• WHAT YOU SHOULD DO: Exactly the line with "Target: wood floor plank" and the lines that follow it, through the closing line of the entries, should be restated, with nothing left out or added.

• DATA FOR THIS EXERCISE:

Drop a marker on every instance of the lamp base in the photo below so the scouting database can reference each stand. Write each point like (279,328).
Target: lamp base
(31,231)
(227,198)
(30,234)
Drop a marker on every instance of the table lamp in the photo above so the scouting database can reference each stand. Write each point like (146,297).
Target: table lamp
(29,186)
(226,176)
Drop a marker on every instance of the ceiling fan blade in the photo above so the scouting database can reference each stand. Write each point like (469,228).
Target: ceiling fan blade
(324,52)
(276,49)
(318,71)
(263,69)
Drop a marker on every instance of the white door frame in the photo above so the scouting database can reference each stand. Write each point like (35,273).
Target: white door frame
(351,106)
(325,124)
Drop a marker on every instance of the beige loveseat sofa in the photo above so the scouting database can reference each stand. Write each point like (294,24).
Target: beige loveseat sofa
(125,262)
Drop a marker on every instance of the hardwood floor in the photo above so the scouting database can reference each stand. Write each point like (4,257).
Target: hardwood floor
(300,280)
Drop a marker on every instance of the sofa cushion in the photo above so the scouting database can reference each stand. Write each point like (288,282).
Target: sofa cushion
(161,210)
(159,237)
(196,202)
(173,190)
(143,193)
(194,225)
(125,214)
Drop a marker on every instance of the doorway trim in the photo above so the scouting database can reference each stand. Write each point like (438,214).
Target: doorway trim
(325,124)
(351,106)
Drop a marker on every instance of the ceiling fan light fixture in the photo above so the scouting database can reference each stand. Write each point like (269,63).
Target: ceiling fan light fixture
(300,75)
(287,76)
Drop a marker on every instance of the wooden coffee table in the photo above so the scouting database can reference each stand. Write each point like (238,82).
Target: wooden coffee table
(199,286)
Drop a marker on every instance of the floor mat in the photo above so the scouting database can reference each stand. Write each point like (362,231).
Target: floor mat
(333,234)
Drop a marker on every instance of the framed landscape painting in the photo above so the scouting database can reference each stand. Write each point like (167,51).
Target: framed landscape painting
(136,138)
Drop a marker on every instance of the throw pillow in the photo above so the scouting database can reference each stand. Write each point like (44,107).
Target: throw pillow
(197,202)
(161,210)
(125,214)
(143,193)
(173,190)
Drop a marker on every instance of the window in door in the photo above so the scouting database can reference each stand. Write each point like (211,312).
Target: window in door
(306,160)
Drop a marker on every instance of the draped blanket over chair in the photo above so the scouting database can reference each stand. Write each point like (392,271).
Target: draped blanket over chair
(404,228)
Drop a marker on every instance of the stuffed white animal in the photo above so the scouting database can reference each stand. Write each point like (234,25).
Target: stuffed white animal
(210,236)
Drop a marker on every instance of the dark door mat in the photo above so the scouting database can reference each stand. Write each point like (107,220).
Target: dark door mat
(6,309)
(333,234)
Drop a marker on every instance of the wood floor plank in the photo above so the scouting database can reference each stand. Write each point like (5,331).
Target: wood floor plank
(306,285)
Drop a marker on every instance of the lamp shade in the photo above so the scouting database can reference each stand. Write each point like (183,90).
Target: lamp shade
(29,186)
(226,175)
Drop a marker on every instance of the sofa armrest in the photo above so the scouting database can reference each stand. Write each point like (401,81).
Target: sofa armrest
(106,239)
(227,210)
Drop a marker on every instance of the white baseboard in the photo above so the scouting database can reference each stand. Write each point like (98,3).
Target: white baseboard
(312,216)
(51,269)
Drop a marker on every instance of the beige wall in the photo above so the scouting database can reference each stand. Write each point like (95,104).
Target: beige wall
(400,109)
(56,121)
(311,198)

• REPLY TO THE TASK:
Target: wood floor plank
(306,285)
Drop a marker on every instance of the lamp shade in the photo above so the scouting database can reference each stand. Write each point like (183,90).
Target: lamp shade
(29,186)
(226,175)
Drop a marker on every instance of the sofa armrest in the photo above so the scouting database can reference each stand. Write each point like (401,81).
Target: sofa armrest
(106,239)
(227,210)
Drop a marker on every instance of the white baseboard in the photo above so the scouting database can reference each stand. Write each point like (98,3).
Target: white baseboard
(312,216)
(51,269)
Drop a marker on every instance of the beige wall in the photo above so the scouting database can reference each stand. Write each point like (95,104).
Target: beige wall
(400,109)
(56,121)
(311,198)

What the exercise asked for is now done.